### Extract:

- - - -

The learned Justice proceeded to hold that the appellant did not raise any credible or legitimate defence to the action. The denial of appellant of the debt was not direct, it was evasive and that was not enough. The Court of Appeal dismissed the appellant's appeal and this is a further appeal to this court. Having regard to the judgment of the court of appeal, the only germane issue for the determination of the appeal is the issue formulated by the respondent which reads:-

 

 “Did the affidavit in support of the appellant's Notice of Intention to defend the suit disclose a defence on the merits as prescribed by Order 24 Rule 9 of the High Court Rules of Anambra State 1988 to justify an order transferring the Suit from the Undefended List to the General Cause List?”

 

Of the 4 issues formulated by the appellant only the 1 issue appear to be relevant. In an action filed on the undefended List, where a defendant wanted to defend the action, the only issue for consideration is whether the defendant has disclosed a defence to justify transferring the matter to General Cause List or not. In an action placed in the Undefended List where the plaintiff claims repayment of loan, the only defences open to the defendant are only two. (1) That the defendant had refunded the entire loan by the production of receipts, bank tellers or any other document showing that the debt was totally repaid or (2) That he never borrowed the money in the first place, he never applied for the loan or debt, he never obtained any money and that any purported application of the loan or receipt for the loan issued by him is a forgery. In the instant case, the appellant's defence as revealed in the affidavit was never direct, it was always evasive. He never categorically stated in clear terms, that he did not borrow the money and against this, the respondent produced his application for loan in writing and his acceptance of the loan as evidenced by the vouchers he signed. I have carefully examined the appellant's 46 paragraphs affidavit in support of the Notice of Intention to defend the action and 24 paragraphs further affidavit, the appellant, did not directly and specifically deny receiving the loan and neither did he show that he repaid the loan. This does not mean that if the appellant has any claims against the respondent, he could not claim them in an appropriate manner.

- - - -

### Data section:
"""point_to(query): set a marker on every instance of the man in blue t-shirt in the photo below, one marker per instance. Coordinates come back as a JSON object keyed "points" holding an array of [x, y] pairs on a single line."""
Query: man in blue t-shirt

- - - -

### Required tasks:
• 1. Which documents does the judgment attribute to the appellant, whether he filed them in the suit or wrote or signed them?
• 2. Can you carry on the judgment on the undefended loan suit from its final sentence?
The listing has no connection to the judgment.

### Exercise results:
• 1.
- The Notice of Intention to defend the action
- The 46-paragraph affidavit in support of that Notice
- The 24-paragraph further affidavit
- His written application for the loan
- The vouchers he signed accepting the loan

• 2.
 

Based on the undisputed facts of this case, the appellant's appeal must fail. I accordingly dismiss the appeal and affirm the decisions of the courts below. I award the respondent costs assessed at N10,000.00.

 

 

 

Judgment delivered by

Sunday Akinola Akintan. J.S.C

 

The main issue raised in this case is whether the appellant had disclosed sufficient defence to the claim against him which was placed on the undefended list to justify or warrant transferring the case from, the undefended list to the general cause list. The respondent had sued the appellant for specific sum lent to the said appellant and which the said appellant failed to refund.

 

The appellant filed an affidavit in support of his request that the matter be transferred from the undefended list to the general cause list. The learned trial Judge held that he failed to disclose a good defence to the claim. An appeal to the court below against that ruling was dismissed, hence the present appeal.

 

The law is settled that in an action filed under the undefended list, before the defendant's application for a transfer of the action from the undefended list to the general list could succeed, he must present a defence to the action on the merit. It is not enough for the defendant merely to deny the claim or aver that some payments he made were not taken into account. He must set out the details and particulars of all such payments. Failure of a defendant to set out a good defence satisfactory to the trial court, his application would be considered as rightly and justifiably refused: See  Franchal (Nig.) Ltd., v. N.A.B Ltd. (1995) 8 NWLR (Pt. 412) 176; Adegoke Motors Ltd v. Adesanya (1989) 3 NWLR (Pt. 109) 250; John Holt & Co. (Liverpool) Ltd. v. Fajemirokun (1961) 1 All NLR 492; and UTC v. Pamotei (1989) 2 NWLR (Pt. 103) 244.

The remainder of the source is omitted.